Text block:
<<<<

Both offenses rank in the bottom third for yards per game and points scored. Where the two teams differ is St. Louis’s defense is in the bottom third for yards per game allowed, while Cleveland is ranked sixth. That ranking is a reflection of a superior pass defense that aids in just a 38.9 percent opponents third down conversion rate, and one that doesn’t get attacked nearly as often due to a subpar rushing defense. Steven Jackson should be able to take advantage of Cleveland even on the grass field of Cleveland Browns stadium, which should occasionally give Sam Bradford time to throw. Make no mistake about it, Bradford has looked terrible this year, mostly due to the lack of time in the pocket. It’s crucial Bradford find some rhythm this week, as he’s been clobbered this year and risks losing confidence and catching the David Carr syndrome. Brandon Lloyd has been with the team just three weeks and is now four targets behind the leader, Brandon Gibson. Expect Bradford to look for his veteran presence a lot Sunday against the strong Cleveland secondary. For Cleveland, rookie Greg Little has taken over as Colt McCoy’s favorite weapon, and while he’s not a big fantasy play yet, word is Cleveland likes him and the growth seems to be apparent. Little is a guy to monitor for sleeper status next year, particularly if his receiving percentage increases and turns into some scores. Montario Hardesty isn’t expected back by Sunday, leaving Chris Ogbonnaya to carry the load. His modest 3.0 yards per carry average wasn’t able to shorten any downs for McCoy, who spent last Sunday running for his life. This won’t change on Sunday, and without a running game or Mohamed Massaquoi, who was sent home from practice Thursday with his concussion, McCoy will find himself again running.


What used to be a strong divisional matchup comes down to essentially two rookie quarterbacks: Blaine Gabbert, who has been a sack dummy 22 times this year, and Curtis Painter, who had all of eight passing attempts in his first two seasons. Painter hasn’t done that badly when you consider he had to learn the entire no-huddle, high-paced offense the Colts generally institute. However, word is he’s slow to see the field, and has relied almost exclusively on Pierre Garcon, who has been the only Colt player worthy of any fantasy attention. Delone Carter hasn’t been awful, but will face a tough Jaguars front seven ranked eleventh in the NFL. The Jags offense isn’t much better, sans Maurice Jones-Drew, who has continued to run as well as any of the top backs in the game, but for some reason has seen his receptions disintegrate. He has just 12 receptions of 20 targets, which might be a greater referendum on Gabbert than it is Jones-Drew. MJD also hasn’t managed 100 yards in the Jaguars last two games at Indianapolis. It is likely Indianapolis could actually compete in this game as their speedy pass rush could force Gabbert into some costly errors. With Gabbert hardly a threat, Indy will attempt to load up on stopping Jones-Drew. If Jack Del Rio is smart, and no one has openly accused him of that, he’ll throw on early down situations in the beginning stages of the game, and then use a refreshed, post Bye week Jones-Drew as much as possible. The Jags should get a lead and let their defense clean up.

>>>>

Required tasks:
a) In the football preview, what percentage of third downs do Cleveland's opponents convert?
b) Does the football preview support each of these statements? (i) Cleveland's defense is ranked sixth in yards per game allowed. (ii) Curtis Painter threw many passes in his first two seasons. (iii) Chris Ogbonnaya averages 4.5 yards per carry. Answer yes or no for each and quote the words that decide it.
c) Extend the football preview past its final sentence.
The rows are separate from the football preview above.

Entries from a dataset:

<<<<

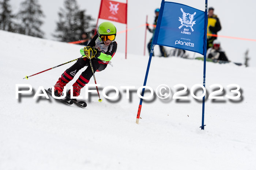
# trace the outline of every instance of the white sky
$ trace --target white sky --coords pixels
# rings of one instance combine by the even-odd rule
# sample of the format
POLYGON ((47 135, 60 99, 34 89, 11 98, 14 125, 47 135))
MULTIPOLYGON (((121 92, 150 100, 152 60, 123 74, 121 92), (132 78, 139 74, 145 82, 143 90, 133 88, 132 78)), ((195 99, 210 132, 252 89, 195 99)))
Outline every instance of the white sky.
MULTIPOLYGON (((38 0, 41 5, 42 9, 46 16, 42 30, 45 33, 45 37, 54 39, 51 34, 54 33, 56 28, 56 22, 58 20, 57 12, 60 8, 63 6, 64 0, 38 0)), ((16 12, 21 2, 22 1, 11 0, 12 9, 16 12)), ((203 0, 176 0, 172 1, 185 4, 204 11, 205 1, 203 0)), ((100 0, 77 0, 80 9, 86 9, 86 14, 90 15, 95 19, 96 23, 98 15, 100 0)), ((118 1, 126 3, 125 0, 118 1)), ((128 29, 133 28, 145 23, 146 15, 148 15, 148 22, 153 23, 154 18, 154 10, 160 8, 161 0, 128 0, 128 29)), ((218 34, 226 36, 256 39, 256 34, 254 31, 256 24, 255 22, 255 15, 253 13, 256 6, 256 1, 244 0, 214 0, 208 1, 208 7, 215 8, 214 13, 220 19, 222 27, 218 34)), ((99 20, 99 22, 105 21, 99 20)), ((117 31, 125 29, 125 25, 115 23, 117 31)), ((128 32, 128 53, 142 54, 144 46, 145 27, 141 27, 132 29, 128 32), (136 41, 136 43, 135 41, 136 41)), ((147 32, 147 43, 152 36, 147 32)), ((249 61, 251 66, 256 67, 256 59, 253 56, 256 54, 256 41, 238 40, 225 38, 219 38, 222 47, 226 51, 229 59, 234 62, 244 63, 244 53, 249 49, 249 61)), ((118 51, 125 51, 125 34, 118 35, 116 41, 118 44, 118 51)), ((156 49, 157 52, 158 48, 156 49)), ((146 53, 148 55, 147 51, 146 53)), ((193 54, 192 54, 193 55, 193 54)), ((200 56, 199 54, 195 56, 200 56)))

>>>>

Results for each task:
a) 38.9 percent

b)
(i) Yes: "while Cleveland is ranked sixth"
(ii) No: "who had all of eight passing attempts in his first two seasons"
(iii) No: "His modest 3.0 yards per carry average"

c)
Perhaps Mike Shanahan picked up Tashard Choice just to mess around with fantasy owners. Or perhaps it was because since he lost Tim Hightower for the season, he’s watched a rushing offense once ranked eighth in Week 5 fall to 28th now. Roy Helu hasn’t exactly been effective rushing the football, but his 14 catches for 105 yards in Week 8 is hard to ignore. PPR mavens should be willing to play this guy against the likes of Miami whose 27th ranked pass defense is as much responsible for the Dolphins putrid record as anything. Daniel Thomas is supposed to return this week to a larger role for the Dolphins but expect Sparano to still tread lightly because he’s suffering a nagging hamstring problem. Truth is, the way Reggie Bush has erupted the past two games for 195 rushing yards and a touchdown, maybe Sparano has figured out how to involve Bush as an integral part of the offense. Matt Moore delivered his finest professional performance, rushing when necessary to avoid the pressure, and delivering three touchdown passes, two to Anthony Fasano (Fasano now has three TDs in the last three weeks though I caution playing him. His total receptions don’t make him worthy of a waiver wire pickup). When the Redskins were off to a 3-1 start, their three victories included 14 sacks. In their five losses, they tallied just 11 sacks. Pressure will be a key to getting Matt Moore out of sync and into turnover mode. Meanwhile, John Beck needs to find someone besides Fred Davis to target, and needs to attempt some downfield throws. Beck’s longest pass is 32 yards, which certainly won’t loosen up the Miami secondary. Based on Bush’s numbers the last couple of weeks and the fact Moore was not sacked last week, there’s reason to believe the Dolphins offensive line is improving. The Redskins just don’t have enough offensive talent to hold off Moore if he continues to be efficient. Here’s to hoping Miami fans.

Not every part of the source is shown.